WRITTEN REQUEST: Arrange every one of the lines below as a Markdown table with two columns, "No." and "Text", giving each line its own numbered row and omitting any blank lines.
=== TASK MATERIAL ===
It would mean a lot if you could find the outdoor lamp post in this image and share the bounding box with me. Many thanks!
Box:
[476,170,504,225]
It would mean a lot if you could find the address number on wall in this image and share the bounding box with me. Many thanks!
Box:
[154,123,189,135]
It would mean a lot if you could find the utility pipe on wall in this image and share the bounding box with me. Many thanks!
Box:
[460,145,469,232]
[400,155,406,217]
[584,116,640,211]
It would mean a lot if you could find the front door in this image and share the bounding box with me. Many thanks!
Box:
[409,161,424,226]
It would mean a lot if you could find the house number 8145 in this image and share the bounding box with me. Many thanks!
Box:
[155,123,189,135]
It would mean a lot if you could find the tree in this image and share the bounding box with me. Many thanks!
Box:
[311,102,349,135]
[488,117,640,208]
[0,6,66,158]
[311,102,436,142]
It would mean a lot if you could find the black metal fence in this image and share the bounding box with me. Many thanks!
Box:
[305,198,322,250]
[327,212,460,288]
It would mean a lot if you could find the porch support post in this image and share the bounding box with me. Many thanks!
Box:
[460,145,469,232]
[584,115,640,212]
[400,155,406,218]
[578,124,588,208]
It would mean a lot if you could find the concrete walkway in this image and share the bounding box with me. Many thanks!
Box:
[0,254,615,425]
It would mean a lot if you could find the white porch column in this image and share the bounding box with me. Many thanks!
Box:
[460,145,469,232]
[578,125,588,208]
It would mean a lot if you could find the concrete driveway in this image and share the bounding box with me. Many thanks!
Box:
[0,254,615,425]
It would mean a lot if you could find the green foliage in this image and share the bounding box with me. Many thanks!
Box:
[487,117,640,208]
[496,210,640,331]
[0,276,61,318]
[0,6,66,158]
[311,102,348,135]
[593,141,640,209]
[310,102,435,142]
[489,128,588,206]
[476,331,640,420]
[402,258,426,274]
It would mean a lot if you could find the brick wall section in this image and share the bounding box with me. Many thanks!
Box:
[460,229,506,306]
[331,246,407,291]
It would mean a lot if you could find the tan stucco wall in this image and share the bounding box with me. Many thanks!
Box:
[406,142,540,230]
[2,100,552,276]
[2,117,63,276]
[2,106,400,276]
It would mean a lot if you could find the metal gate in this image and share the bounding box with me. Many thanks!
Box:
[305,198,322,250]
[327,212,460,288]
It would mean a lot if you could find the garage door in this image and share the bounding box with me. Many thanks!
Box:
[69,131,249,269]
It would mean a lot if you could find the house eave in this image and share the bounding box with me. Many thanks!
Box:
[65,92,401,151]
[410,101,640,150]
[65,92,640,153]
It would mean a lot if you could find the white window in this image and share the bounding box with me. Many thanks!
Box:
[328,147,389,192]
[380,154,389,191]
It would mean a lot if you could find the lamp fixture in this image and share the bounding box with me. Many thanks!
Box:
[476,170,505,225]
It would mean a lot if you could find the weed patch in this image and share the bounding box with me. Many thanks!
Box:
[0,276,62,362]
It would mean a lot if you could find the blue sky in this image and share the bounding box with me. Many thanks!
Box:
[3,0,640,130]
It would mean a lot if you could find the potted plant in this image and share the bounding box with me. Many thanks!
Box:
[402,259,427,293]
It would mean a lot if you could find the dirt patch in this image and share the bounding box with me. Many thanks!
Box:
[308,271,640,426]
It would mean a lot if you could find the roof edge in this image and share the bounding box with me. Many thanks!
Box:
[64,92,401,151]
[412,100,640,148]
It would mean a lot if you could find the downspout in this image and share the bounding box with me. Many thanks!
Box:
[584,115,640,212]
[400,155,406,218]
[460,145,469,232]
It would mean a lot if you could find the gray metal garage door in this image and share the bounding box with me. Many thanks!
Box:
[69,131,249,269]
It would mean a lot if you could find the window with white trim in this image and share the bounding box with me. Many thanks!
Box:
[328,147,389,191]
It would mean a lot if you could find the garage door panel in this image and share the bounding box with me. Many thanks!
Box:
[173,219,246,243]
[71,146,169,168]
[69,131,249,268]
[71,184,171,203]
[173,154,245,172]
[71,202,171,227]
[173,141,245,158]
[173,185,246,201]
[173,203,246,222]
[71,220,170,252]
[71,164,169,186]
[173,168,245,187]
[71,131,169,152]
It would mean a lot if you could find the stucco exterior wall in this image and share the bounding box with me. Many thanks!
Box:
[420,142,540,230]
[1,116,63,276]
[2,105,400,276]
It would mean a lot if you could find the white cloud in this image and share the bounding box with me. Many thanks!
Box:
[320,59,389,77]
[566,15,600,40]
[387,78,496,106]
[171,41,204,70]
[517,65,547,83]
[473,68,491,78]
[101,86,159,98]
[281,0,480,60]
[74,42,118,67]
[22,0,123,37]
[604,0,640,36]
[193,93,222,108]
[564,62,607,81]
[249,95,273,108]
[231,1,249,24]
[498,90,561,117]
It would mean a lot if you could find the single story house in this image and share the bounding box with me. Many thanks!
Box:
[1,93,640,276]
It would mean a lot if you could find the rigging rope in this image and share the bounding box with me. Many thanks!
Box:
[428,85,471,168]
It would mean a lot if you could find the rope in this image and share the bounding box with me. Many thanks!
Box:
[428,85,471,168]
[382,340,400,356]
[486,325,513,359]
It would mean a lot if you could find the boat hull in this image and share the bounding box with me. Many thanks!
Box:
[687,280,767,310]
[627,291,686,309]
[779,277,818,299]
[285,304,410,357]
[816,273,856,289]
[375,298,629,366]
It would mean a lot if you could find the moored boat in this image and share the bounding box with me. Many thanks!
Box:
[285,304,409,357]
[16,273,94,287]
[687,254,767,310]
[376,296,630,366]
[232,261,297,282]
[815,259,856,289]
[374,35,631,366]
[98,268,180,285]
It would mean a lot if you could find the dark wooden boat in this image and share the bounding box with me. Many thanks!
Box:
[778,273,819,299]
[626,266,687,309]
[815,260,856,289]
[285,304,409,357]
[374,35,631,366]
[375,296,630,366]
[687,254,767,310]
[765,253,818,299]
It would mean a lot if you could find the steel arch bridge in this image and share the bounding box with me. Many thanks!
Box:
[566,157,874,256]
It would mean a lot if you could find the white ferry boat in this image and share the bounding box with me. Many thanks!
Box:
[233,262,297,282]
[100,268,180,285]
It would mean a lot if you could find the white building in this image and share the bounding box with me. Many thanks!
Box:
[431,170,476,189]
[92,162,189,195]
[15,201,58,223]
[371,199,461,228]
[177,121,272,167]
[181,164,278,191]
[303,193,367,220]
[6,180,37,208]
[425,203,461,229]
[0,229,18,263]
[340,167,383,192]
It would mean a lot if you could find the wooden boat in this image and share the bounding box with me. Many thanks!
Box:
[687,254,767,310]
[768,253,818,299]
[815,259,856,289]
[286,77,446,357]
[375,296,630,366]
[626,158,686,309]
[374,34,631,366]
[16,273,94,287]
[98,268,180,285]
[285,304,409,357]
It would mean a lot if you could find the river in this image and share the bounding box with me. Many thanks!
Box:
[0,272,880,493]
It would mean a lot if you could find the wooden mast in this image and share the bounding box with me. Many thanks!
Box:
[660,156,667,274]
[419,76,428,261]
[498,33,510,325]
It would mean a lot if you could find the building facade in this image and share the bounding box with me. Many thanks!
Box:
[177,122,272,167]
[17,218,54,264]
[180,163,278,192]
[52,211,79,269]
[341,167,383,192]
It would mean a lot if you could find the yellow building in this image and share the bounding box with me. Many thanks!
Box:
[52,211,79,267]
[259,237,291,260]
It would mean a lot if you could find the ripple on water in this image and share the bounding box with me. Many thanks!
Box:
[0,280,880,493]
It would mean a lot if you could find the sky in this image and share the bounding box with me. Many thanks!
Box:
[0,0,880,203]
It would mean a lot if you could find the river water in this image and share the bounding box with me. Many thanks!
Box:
===
EXPECTED ANSWER:
| No. | Text |
|---|---|
| 1 | It would mean a lot if you could find the outdoor lamp post in this image and share the bounding box with me. Many thanks! |
| 2 | Box: |
| 3 | [476,170,504,225] |
| 4 | It would mean a lot if you could find the address number on wall in this image and share the bounding box with me. Many thanks! |
| 5 | Box: |
| 6 | [154,123,189,135] |
| 7 | It would mean a lot if you could find the utility pipe on wall in this image and share the bounding box with me. Many thanks! |
| 8 | Box: |
| 9 | [460,145,469,232] |
| 10 | [400,155,406,217] |
| 11 | [584,116,640,211] |
| 12 | It would mean a lot if you could find the front door in this image and share the bounding box with me. Many thanks! |
| 13 | Box: |
| 14 | [409,161,424,226] |
| 15 | It would mean a lot if you could find the house number 8145 in this image and share the bounding box with me. Many thanks! |
| 16 | Box: |
| 17 | [155,123,189,135] |
| 18 | It would mean a lot if you could find the tree in this image and share the bounding box with me. Many thanks! |
| 19 | Box: |
| 20 | [311,102,349,135] |
| 21 | [488,117,640,208] |
| 22 | [0,6,66,158] |
| 23 | [311,102,436,142] |
| 24 | It would mean a lot if you could find the black metal fence in this image and share the bounding box with me. Many thanks! |
| 25 | Box: |
| 26 | [305,198,322,250] |
| 27 | [327,212,460,288] |
| 28 | It would mean a lot if you could find the porch support post in this image and share the bounding box with me. Many thanks! |
| 29 | Box: |
| 30 | [460,145,469,232] |
| 31 | [584,115,640,212] |
| 32 | [400,155,406,218] |
| 33 | [578,124,588,208] |
| 34 | It would mean a lot if you could find the concrete walkway in this image and share the bounding box with me. Many thanks! |
| 35 | Box: |
| 36 | [0,254,615,425] |
| 37 | It would mean a lot if you could find the white porch column in this image and share the bounding box with me. Many thanks! |
| 38 | Box: |
| 39 | [460,145,469,232] |
| 40 | [578,125,588,208] |
| 41 | It would mean a lot if you could find the concrete driveway in this image and share the bounding box with me. Many thanks! |
| 42 | Box: |
| 43 | [0,254,615,425] |
| 44 | It would mean a lot if you could find the green foliage in this image and share the bounding box with me. Many thanks! |
| 45 | Box: |
| 46 | [487,117,640,208] |
| 47 | [496,210,640,331] |
| 48 | [0,276,61,318] |
| 49 | [0,6,66,158] |
| 50 | [311,102,348,135] |
| 51 | [593,141,640,209] |
| 52 | [310,102,435,142] |
| 53 | [489,128,588,206] |
| 54 | [476,331,640,420] |
| 55 | [402,258,426,274] |
| 56 | It would mean a lot if you could find the brick wall section in this image and share the bounding box with me. Many thanks! |
| 57 | Box: |
| 58 | [460,229,506,306] |
| 59 | [331,246,407,291] |
| 60 | It would mean a lot if you could find the tan stucco wall in this image and share the bounding box with me. Many thanks! |
| 61 | Box: |
| 62 | [406,142,540,230] |
| 63 | [2,100,552,276] |
| 64 | [2,117,63,276] |
| 65 | [2,106,400,276] |
| 66 | It would mean a lot if you could find the metal gate in this image and share the bounding box with me. Many thanks! |
| 67 | Box: |
| 68 | [305,198,322,250] |
| 69 | [327,212,460,288] |
| 70 | It would mean a lot if you could find the garage door in this image and share the bounding box with me. Many thanks! |
| 71 | Box: |
| 72 | [69,131,249,269] |
| 73 | It would mean a lot if you could find the house eave in this image and share the bounding box with me. Many thanks! |
| 74 | Box: |
| 75 | [65,92,401,151] |
| 76 | [410,101,640,150] |
| 77 | [65,92,640,153] |
| 78 | It would mean a lot if you could find the white window in this image and share the bounding box with me. Many thanks! |
| 79 | Box: |
| 80 | [328,147,389,192] |
| 81 | [380,154,389,191] |
| 82 | It would mean a lot if you could find the lamp fixture in this image and share the bounding box with me. Many thanks! |
| 83 | Box: |
| 84 | [476,170,505,225] |
| 85 | It would mean a lot if you could find the weed patch in this image and share the bounding box with me. Many thanks! |
| 86 | Box: |
| 87 | [0,276,62,362] |
| 88 | It would mean a lot if you could find the blue sky in this image and share the bounding box with me. Many thanks! |
| 89 | Box: |
| 90 | [3,0,640,130] |
| 91 | It would mean a lot if you could find the potted plant in this image and share the bounding box with me. Many thanks! |
| 92 | Box: |
| 93 | [402,259,427,293] |
| 94 | It would mean a lot if you could find the dirt patch in this image and share the bounding box with me. Many thanks! |
| 95 | Box: |
| 96 | [308,271,640,426] |
| 97 | It would mean a lot if you could find the roof edge in this image and share the bounding box with me. Many thanks! |
| 98 | Box: |
| 99 | [64,92,401,151] |
| 100 | [412,100,640,148] |
| 101 | It would mean a lot if you could find the downspout in this image and share the bounding box with me. Many thanks! |
| 102 | Box: |
| 103 | [584,115,640,212] |
| 104 | [400,155,406,218] |
| 105 | [460,145,469,232] |
| 106 | It would mean a lot if you could find the gray metal garage door in this image and share the bounding box with me. Many thanks! |
| 107 | Box: |
| 108 | [69,131,249,269] |
| 109 | It would mean a lot if you could find the window with white trim in this image and share the bounding box with me. Many thanks! |
| 110 | Box: |
| 111 | [328,147,389,191] |
| 112 | It would mean a lot if you could find the garage door panel in this image and share the bounding box with me. Many thanks! |
| 113 | Box: |
| 114 | [173,219,246,243] |
| 115 | [71,146,169,168] |
| 116 | [69,131,249,268] |
| 117 | [71,184,171,203] |
| 118 | [173,154,245,172] |
| 119 | [71,202,171,227] |
| 120 | [173,141,245,158] |
| 121 | [173,185,246,201] |
| 122 | [173,203,246,222] |
| 123 | [71,220,170,252] |
| 124 | [71,164,169,186] |
| 125 | [173,168,245,187] |
| 126 | [71,131,169,152] |
| 127 | It would mean a lot if you could find the stucco exterior wall in this image and share the bounding box with me. Many thanks! |
| 128 | Box: |
| 129 | [420,142,540,230] |
| 130 | [1,116,63,276] |
| 131 | [2,105,400,276] |
| 132 | It would mean a lot if you could find the white cloud in this image and share the bounding box with me. Many thanks! |
| 133 | Box: |
| 134 | [320,59,389,77] |
| 135 | [566,15,600,40] |
| 136 | [387,78,496,106] |
| 137 | [171,41,204,70] |
| 138 | [517,65,547,83] |
| 139 | [473,68,491,78] |
| 140 | [101,86,159,98] |
| 141 | [281,0,480,60] |
| 142 | [74,42,118,67] |
| 143 | [22,0,123,37] |
| 144 | [604,0,640,36] |
| 145 | [193,93,222,108] |
| 146 | [564,62,607,81] |
| 147 | [249,95,273,108] |
| 148 | [231,1,249,24] |
| 149 | [498,90,561,117] |
| 150 | It would mean a lot if you could find the single story house in this image and share the bounding box with me. Many thanks! |
| 151 | Box: |
| 152 | [1,93,640,276] |
| 153 | It would mean a lot if you could find the rigging rope in this image and share the bounding box with me. Many thanks! |
| 154 | Box: |
| 155 | [428,85,471,168] |
| 156 | It would mean a lot if you could find the rope in this image and share the bounding box with me. Many thanks! |
| 157 | Box: |
| 158 | [428,85,471,168] |
| 159 | [382,340,400,356] |
| 160 | [486,325,513,359] |
| 161 | It would mean a lot if you could find the boat hull in this image and share the bounding box with me. Many thanks! |
| 162 | Box: |
| 163 | [687,280,767,310] |
| 164 | [627,291,686,309] |
| 165 | [779,277,818,299] |
| 166 | [285,304,410,357] |
| 167 | [816,273,856,289] |
| 168 | [375,298,629,366] |
| 169 | It would mean a lot if you could find the moored boat in this image and share the bounding box with me. Many thanks! |
| 170 | Box: |
| 171 | [285,304,409,357] |
| 172 | [16,273,94,287] |
| 173 | [687,254,767,310] |
| 174 | [376,296,630,366] |
| 175 | [232,261,297,282] |
| 176 | [815,259,856,289] |
| 177 | [374,35,631,366] |
| 178 | [98,268,180,285] |
| 179 | It would mean a lot if you could find the dark wooden boat in this image and share the bounding box with me. Many thanks! |
| 180 | Box: |
| 181 | [778,273,819,299] |
| 182 | [626,266,687,309] |
| 183 | [815,260,856,289] |
| 184 | [285,304,409,357] |
| 185 | [374,35,631,366] |
| 186 | [375,296,630,366] |
| 187 | [687,254,767,310] |
| 188 | [765,253,818,299] |
| 189 | It would mean a lot if you could find the steel arch bridge in this image and share the bounding box with me. Many thanks! |
| 190 | Box: |
| 191 | [566,157,874,256] |
| 192 | It would mean a lot if you could find the white ferry boat in this image and share the bounding box with me. Many thanks! |
| 193 | Box: |
| 194 | [233,262,297,282] |
| 195 | [100,268,180,285] |
| 196 | It would mean a lot if you could find the white building in this image and share the bounding box with me. Many thanks! |
| 197 | Box: |
| 198 | [431,170,476,189] |
| 199 | [92,162,189,195] |
| 200 | [15,201,58,223] |
| 201 | [371,199,461,228] |
| 202 | [177,121,272,167] |
| 203 | [181,164,278,191] |
| 204 | [303,193,367,220] |
| 205 | [6,180,37,208] |
| 206 | [425,203,461,229] |
| 207 | [0,229,18,263] |
| 208 | [340,167,383,192] |
| 209 | It would mean a lot if you could find the wooden boat in this image and share the bounding box with me. Many thanks! |
| 210 | Box: |
| 211 | [687,254,767,310] |
| 212 | [768,253,818,299] |
| 213 | [815,259,856,289] |
| 214 | [286,77,446,357] |
| 215 | [375,296,630,366] |
| 216 | [626,158,686,309] |
| 217 | [374,34,631,366] |
| 218 | [16,273,94,287] |
| 219 | [98,268,180,285] |
| 220 | [285,304,409,357] |
| 221 | It would mean a lot if you could find the river in this image and share the bounding box with me. Many thanks! |
| 222 | Box: |
| 223 | [0,272,880,493] |
| 224 | It would mean a lot if you could find the wooden mast in this image and share the bounding box with me. Many thanks! |
| 225 | Box: |
| 226 | [660,156,667,274] |
| 227 | [419,76,428,261] |
| 228 | [498,33,510,325] |
| 229 | It would mean a lot if you could find the building facade in this image and share the bounding box with me. Many thanks! |
| 230 | Box: |
| 231 | [177,122,272,167] |
| 232 | [17,218,54,264] |
| 233 | [180,163,278,192] |
| 234 | [52,211,79,269] |
| 235 | [341,167,383,192] |
| 236 | It would mean a lot if you could find the yellow building in this image and share the bounding box with me. Many thanks! |
| 237 | Box: |
| 238 | [52,211,79,267] |
| 239 | [259,237,291,260] |
| 240 | It would mean a lot if you could find the ripple on water in this image and share the bounding box with me. Many thanks! |
| 241 | Box: |
| 242 | [0,280,880,493] |
| 243 | It would mean a lot if you could find the sky in this image and share the bounding box with me. Many thanks! |
| 244 | Box: |
| 245 | [0,0,880,203] |
| 246 | It would mean a lot if you could find the river water in this image and share the bounding box with me. Many thanks! |
| 247 | Box: |